### WHAT YOU WILL DO
Rewrite the lines below as a numbered list, omitting any blank lines.
______________________________
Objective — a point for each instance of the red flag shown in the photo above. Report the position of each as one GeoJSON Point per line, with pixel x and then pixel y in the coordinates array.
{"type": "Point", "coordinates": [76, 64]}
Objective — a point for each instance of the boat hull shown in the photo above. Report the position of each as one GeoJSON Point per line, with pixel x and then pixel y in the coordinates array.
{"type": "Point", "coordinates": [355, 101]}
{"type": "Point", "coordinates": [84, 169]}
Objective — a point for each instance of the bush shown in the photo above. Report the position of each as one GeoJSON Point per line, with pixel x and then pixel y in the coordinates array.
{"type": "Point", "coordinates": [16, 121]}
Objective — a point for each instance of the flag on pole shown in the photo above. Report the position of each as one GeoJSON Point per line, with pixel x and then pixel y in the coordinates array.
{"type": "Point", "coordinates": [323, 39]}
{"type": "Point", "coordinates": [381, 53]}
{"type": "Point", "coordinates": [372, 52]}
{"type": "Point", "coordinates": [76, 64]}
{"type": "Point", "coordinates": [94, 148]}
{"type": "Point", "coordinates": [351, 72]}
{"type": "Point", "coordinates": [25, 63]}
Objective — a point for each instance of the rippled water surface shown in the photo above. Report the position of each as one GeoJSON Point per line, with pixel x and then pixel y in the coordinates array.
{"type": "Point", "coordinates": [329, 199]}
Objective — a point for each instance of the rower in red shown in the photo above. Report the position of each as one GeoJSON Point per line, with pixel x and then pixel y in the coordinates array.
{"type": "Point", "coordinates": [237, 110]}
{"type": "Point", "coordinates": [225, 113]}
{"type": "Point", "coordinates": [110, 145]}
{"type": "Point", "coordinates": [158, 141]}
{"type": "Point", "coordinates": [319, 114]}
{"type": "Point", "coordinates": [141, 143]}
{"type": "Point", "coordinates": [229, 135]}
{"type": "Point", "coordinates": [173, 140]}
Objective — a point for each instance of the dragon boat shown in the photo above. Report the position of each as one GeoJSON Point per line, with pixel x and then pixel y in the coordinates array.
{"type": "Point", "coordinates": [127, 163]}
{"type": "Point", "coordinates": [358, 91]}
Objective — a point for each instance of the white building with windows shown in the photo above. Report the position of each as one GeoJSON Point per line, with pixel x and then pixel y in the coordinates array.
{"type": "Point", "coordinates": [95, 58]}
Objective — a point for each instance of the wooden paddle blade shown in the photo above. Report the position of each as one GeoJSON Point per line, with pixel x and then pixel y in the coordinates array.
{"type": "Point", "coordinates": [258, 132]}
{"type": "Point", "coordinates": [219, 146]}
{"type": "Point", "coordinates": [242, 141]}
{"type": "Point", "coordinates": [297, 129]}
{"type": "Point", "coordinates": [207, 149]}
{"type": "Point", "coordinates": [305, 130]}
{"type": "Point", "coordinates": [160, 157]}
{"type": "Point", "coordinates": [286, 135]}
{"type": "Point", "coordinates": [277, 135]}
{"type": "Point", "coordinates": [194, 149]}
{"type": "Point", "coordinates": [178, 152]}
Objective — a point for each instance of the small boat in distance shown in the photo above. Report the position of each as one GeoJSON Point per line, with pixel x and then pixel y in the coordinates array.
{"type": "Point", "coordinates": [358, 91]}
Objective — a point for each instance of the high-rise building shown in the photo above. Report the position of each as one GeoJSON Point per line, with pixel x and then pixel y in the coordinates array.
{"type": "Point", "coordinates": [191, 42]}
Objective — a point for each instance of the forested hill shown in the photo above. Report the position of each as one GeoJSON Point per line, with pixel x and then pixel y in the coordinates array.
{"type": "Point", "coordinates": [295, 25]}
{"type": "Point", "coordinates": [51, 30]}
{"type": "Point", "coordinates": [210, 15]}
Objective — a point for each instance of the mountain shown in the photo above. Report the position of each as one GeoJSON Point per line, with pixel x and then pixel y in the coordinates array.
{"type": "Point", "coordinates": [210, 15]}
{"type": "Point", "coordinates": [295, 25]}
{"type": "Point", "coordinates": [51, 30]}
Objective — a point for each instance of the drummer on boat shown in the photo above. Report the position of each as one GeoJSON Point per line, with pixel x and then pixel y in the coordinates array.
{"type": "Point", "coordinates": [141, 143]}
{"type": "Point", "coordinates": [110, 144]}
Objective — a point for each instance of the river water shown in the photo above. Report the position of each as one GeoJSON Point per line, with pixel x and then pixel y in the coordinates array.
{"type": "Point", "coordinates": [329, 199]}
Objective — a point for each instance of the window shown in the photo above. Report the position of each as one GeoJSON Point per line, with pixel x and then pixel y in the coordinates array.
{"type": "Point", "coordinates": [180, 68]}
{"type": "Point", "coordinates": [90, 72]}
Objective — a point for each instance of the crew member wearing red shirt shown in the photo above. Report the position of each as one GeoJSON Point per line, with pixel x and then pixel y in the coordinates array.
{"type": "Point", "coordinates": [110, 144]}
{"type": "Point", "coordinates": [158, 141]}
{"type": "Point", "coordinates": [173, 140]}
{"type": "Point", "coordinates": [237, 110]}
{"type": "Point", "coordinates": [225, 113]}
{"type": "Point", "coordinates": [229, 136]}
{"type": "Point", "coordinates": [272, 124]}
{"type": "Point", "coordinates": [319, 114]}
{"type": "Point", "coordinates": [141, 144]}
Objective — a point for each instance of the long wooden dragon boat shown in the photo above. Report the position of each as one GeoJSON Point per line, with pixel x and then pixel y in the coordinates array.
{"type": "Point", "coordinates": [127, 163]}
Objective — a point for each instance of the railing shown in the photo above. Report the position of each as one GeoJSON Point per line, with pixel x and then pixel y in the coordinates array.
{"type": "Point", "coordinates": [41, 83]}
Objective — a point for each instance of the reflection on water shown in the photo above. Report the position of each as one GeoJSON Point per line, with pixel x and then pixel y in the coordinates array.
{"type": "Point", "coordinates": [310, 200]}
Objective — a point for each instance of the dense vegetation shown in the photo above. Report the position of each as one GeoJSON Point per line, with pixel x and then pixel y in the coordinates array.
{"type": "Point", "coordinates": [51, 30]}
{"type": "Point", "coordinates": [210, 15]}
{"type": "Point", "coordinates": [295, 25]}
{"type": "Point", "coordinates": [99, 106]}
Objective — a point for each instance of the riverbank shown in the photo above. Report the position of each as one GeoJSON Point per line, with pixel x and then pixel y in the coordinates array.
______________________________
### EXPECTED ANSWER
1. Objective — a point for each instance of the red flag shown in the photo above. Report the position of each as one GeoJSON Point per line, with pixel x and then pixel y in the coordinates array.
2. {"type": "Point", "coordinates": [76, 64]}
3. Objective — a point for each instance of the boat hull shown in the photo above. Report the position of each as one GeoJSON Point per line, with pixel x and then pixel y in the coordinates array.
4. {"type": "Point", "coordinates": [355, 101]}
5. {"type": "Point", "coordinates": [84, 169]}
6. Objective — a point for each instance of the bush shown in the photo above. Report the position of each as one GeoJSON Point per line, with pixel x and then pixel y in the coordinates array.
7. {"type": "Point", "coordinates": [16, 121]}
8. Objective — a point for each instance of the flag on pole shown in the photo above. Report the position of each as one GeoJSON Point per line, with pixel x and then pixel y in the coordinates array.
9. {"type": "Point", "coordinates": [323, 39]}
10. {"type": "Point", "coordinates": [381, 53]}
11. {"type": "Point", "coordinates": [372, 52]}
12. {"type": "Point", "coordinates": [76, 64]}
13. {"type": "Point", "coordinates": [94, 148]}
14. {"type": "Point", "coordinates": [351, 72]}
15. {"type": "Point", "coordinates": [25, 63]}
16. Objective — a point for each instance of the rippled water surface shown in the photo above. Report the position of each as one GeoJSON Point per line, with pixel x and then pixel y in the coordinates array.
17. {"type": "Point", "coordinates": [329, 199]}
18. Objective — a point for each instance of the rower in red shown in the photo above. Report the position of each as one GeoJSON Point per line, with pixel x and then pixel y in the coordinates array.
19. {"type": "Point", "coordinates": [237, 110]}
20. {"type": "Point", "coordinates": [225, 113]}
21. {"type": "Point", "coordinates": [110, 145]}
22. {"type": "Point", "coordinates": [158, 141]}
23. {"type": "Point", "coordinates": [319, 114]}
24. {"type": "Point", "coordinates": [141, 143]}
25. {"type": "Point", "coordinates": [229, 135]}
26. {"type": "Point", "coordinates": [173, 140]}
27. Objective — a point for each instance of the dragon boat shown in the photo above. Report the position of each as one GeoJSON Point per line, with pixel x and then pixel y in the coordinates array.
28. {"type": "Point", "coordinates": [127, 163]}
29. {"type": "Point", "coordinates": [358, 91]}
30. Objective — a point for each instance of the white building with windows shown in the photo above. Report the position of each as one GeoJSON Point per line, with pixel x and then pixel y in the coordinates array.
31. {"type": "Point", "coordinates": [95, 58]}
32. Objective — a point for each instance of the wooden paddle blade shown in the photo above. Report the position of each as one GeoJSON Point per line, with pixel x and then pixel y in the coordinates array.
33. {"type": "Point", "coordinates": [258, 132]}
34. {"type": "Point", "coordinates": [219, 146]}
35. {"type": "Point", "coordinates": [242, 141]}
36. {"type": "Point", "coordinates": [297, 129]}
37. {"type": "Point", "coordinates": [207, 149]}
38. {"type": "Point", "coordinates": [305, 130]}
39. {"type": "Point", "coordinates": [160, 157]}
40. {"type": "Point", "coordinates": [286, 135]}
41. {"type": "Point", "coordinates": [277, 135]}
42. {"type": "Point", "coordinates": [194, 149]}
43. {"type": "Point", "coordinates": [178, 152]}
44. Objective — a point for each instance of the small boat in distance shown in the photo above. Report the position of each as one GeoJSON Point per line, with pixel x and then pixel y in the coordinates array.
45. {"type": "Point", "coordinates": [358, 91]}
46. Objective — a point for each instance of the high-rise building shown in the photo above. Report the position of each as one GeoJSON Point per line, with pixel x and then pixel y in the coordinates array.
47. {"type": "Point", "coordinates": [191, 42]}
48. Objective — a point for each instance of the forested hill shown in the photo above. Report the position of each as one GeoJSON Point per line, with pixel x and then pixel y in the coordinates array.
49. {"type": "Point", "coordinates": [295, 25]}
50. {"type": "Point", "coordinates": [51, 30]}
51. {"type": "Point", "coordinates": [210, 15]}
52. Objective — a point for each instance of the mountain shown in the photo above. Report the position of each as one GeoJSON Point per line, with pixel x and then pixel y in the coordinates array.
53. {"type": "Point", "coordinates": [210, 15]}
54. {"type": "Point", "coordinates": [295, 25]}
55. {"type": "Point", "coordinates": [51, 30]}
56. Objective — a point for each instance of the drummer on boat shown in the photo above. Report the position of each as one GeoJSON Point per line, with pixel x and then pixel y in the coordinates array.
57. {"type": "Point", "coordinates": [141, 143]}
58. {"type": "Point", "coordinates": [110, 144]}
59. Objective — a point for each instance of the river water shown in the photo above. Report the position of each as one GeoJSON Point per line, with pixel x and then pixel y in the coordinates array.
60. {"type": "Point", "coordinates": [329, 199]}
61. Objective — a point for each instance of the window shown in the photo above. Report the position of each as one GeoJSON Point per line, with pixel x and then pixel y in the coordinates array.
62. {"type": "Point", "coordinates": [180, 68]}
63. {"type": "Point", "coordinates": [90, 72]}
64. Objective — a point for each instance of the crew member wearing red shirt shown in the photo above. Report the position of each as one GeoJSON Point per line, with pixel x and then pixel y in the coordinates array.
65. {"type": "Point", "coordinates": [110, 144]}
66. {"type": "Point", "coordinates": [158, 141]}
67. {"type": "Point", "coordinates": [173, 140]}
68. {"type": "Point", "coordinates": [237, 110]}
69. {"type": "Point", "coordinates": [225, 113]}
70. {"type": "Point", "coordinates": [229, 136]}
71. {"type": "Point", "coordinates": [272, 124]}
72. {"type": "Point", "coordinates": [319, 114]}
73. {"type": "Point", "coordinates": [141, 144]}
74. Objective — a point for each instance of the long wooden dragon boat shown in the photo above. Report the position of each as one GeoJSON Point per line, with pixel x and then pixel y in the coordinates array.
75. {"type": "Point", "coordinates": [127, 163]}
76. Objective — a point for each instance of the railing shown in the photo above. Report the position of each as one GeoJSON Point per line, with pixel x and then pixel y in the coordinates array.
77. {"type": "Point", "coordinates": [41, 83]}
78. Objective — a point for each instance of the reflection on water shown in the photo above. Report the position of each as one GeoJSON Point per line, with pixel x and then pixel y in the coordinates array.
79. {"type": "Point", "coordinates": [310, 200]}
80. Objective — a point for each instance of the dense vegetation shown in the photo above. Report the position of each as one GeoJSON Point per line, with pixel x and then pixel y in the coordinates array.
81. {"type": "Point", "coordinates": [51, 30]}
82. {"type": "Point", "coordinates": [210, 15]}
83. {"type": "Point", "coordinates": [295, 25]}
84. {"type": "Point", "coordinates": [99, 106]}
85. Objective — a point for each instance of the riverbank shown in the photo above. Report the position of each as one GeoJSON Point per line, with pixel x and then pixel y in the coordinates array.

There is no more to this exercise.